▶ **Documenttekst**

---

Provincie Overijssel

Samenvatting reactie

  • Binnen het plan wordt de ontwikkeling van 56 nieuwe woningen mogelijk gemaakt. Dit plan is niet in strijd met het provinciale beleid en er is nog voldoende ruimte in de gemaakte woonafspraken.
  • In de toelichting wordt in de paragraaf over de Ladder niet gesproken over de meest recent gemaakte woonafspraken. Graag zien wij in het ontwerp een stuk terug wat verwijst naar de gemaakte woonafspraken die ondertekend zijn in 2016.
  • In het ontwerp zien we graag het advies van de Veiligheidsregio terug, dit onderzoek mist nu in de bijlage.
  • In het algemeen wordt verwezen naar gedateerde onderzoeken, bijvoorbeeld het onderzoek van WoOn (2012) naar de kwalitatieve behoefte.

Reactie gemeente

  • In de toelichting is de paragraaf over de ladder aangepast en is rekening gehouden met de meest recent gemaakte woonafspraken en onderzoeken.
  • Het advies van de veiligheidsregio is verwerkt en en als bijlage opgenomen.

Waterschap Drents Overijsselse Delta

Samenvatting reactie

Het waterschap is reeds van het begin af betrokken geweest bij het plan. In overleg is het waterhuishoudkundig- en rioleringsplan opgesteld. Het waterschap heeft het Wateradvies in gevolge van de Digitale Watertoets verstrekt. Het waterschap heeft geen opmerkingen op dit plan.

---

Opgeslagen items
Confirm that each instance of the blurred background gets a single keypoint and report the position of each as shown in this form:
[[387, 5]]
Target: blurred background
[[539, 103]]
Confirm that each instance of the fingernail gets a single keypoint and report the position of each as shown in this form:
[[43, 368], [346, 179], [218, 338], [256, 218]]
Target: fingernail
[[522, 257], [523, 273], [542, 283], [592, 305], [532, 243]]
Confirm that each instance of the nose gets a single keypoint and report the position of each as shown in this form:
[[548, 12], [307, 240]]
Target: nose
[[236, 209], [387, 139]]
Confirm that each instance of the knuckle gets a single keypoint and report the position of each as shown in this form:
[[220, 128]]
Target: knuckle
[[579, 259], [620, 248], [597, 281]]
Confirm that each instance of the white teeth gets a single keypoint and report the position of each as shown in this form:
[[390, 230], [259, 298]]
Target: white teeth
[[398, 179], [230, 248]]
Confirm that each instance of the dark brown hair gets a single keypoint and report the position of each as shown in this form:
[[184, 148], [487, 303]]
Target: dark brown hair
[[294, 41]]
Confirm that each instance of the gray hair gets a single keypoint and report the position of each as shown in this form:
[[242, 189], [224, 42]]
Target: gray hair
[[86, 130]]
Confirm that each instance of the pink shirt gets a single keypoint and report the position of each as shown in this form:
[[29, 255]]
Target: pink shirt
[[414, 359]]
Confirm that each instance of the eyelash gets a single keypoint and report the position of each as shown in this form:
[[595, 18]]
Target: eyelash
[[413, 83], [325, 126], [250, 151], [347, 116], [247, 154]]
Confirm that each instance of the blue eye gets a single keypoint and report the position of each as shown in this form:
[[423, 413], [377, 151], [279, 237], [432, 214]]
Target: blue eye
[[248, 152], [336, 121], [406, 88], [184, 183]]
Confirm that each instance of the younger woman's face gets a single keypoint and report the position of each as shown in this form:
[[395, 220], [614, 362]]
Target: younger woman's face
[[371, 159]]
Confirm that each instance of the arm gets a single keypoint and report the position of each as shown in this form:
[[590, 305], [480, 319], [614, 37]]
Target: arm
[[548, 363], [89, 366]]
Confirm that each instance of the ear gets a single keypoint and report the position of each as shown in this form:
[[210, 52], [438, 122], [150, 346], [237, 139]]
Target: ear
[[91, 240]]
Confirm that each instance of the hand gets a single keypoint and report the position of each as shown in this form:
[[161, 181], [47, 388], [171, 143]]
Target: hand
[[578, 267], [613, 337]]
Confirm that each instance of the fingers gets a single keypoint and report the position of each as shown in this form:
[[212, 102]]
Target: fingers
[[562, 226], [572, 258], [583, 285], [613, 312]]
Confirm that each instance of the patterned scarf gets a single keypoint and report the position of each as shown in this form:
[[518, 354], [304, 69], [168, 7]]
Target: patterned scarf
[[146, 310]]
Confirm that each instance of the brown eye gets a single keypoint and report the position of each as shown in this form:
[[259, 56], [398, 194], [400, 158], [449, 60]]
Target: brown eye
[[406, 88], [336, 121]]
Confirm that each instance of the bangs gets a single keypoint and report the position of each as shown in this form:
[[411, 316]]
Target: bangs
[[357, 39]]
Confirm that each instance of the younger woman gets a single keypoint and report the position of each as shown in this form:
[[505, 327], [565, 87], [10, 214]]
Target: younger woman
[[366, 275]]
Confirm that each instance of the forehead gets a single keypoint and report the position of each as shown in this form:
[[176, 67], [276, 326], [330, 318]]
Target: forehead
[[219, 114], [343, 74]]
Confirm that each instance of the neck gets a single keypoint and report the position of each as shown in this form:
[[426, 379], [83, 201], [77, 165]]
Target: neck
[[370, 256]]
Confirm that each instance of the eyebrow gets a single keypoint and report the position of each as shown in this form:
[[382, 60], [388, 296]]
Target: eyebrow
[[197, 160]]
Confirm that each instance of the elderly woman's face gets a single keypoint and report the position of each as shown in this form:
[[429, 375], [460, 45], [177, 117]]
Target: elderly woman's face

---

▶ **Opdracht**
Schrijf de tekst over de reacties op het plan voor 56 nieuwe woningen verder, vanaf waar die nu ophoudt.

▶ **Resultaat**
Reactie gemeente

Hier wordt kennis van genomen.

Prorail

Samenvatting reactie

Omdat de beoogde nieuwe woning dichtbij het spoor zijn gepland kan trillinghinder voor de toekomstige bewoners ontstaan als gevolg van treinverkeer. Hoewel er geen wettelijke normen bestaan voor trillinghinder in dit soort situaties acht ProRail het gewenst dat er in de planvorming wel aandacht voor is. Wij raden u dan ook aan om het aspect trillingen te betrekken bij het Ontwerp-bestemmingsplan.

Reactie gemeente

In de toelichting is een trillingparagraaf opgenomen.

6.2 Inspraak

De initiatiefnemer heeft 14 maart 2016 een centrale informatiebijeenkomst georganiseerd. Daarnaast heeft hij in de periode maart - augustus 2016 diverse individuele gesprekken gehad met omwonenden. Op 8 november 2016 is door de initiatiefnemer een extra informatiebijeenkomst gehouden.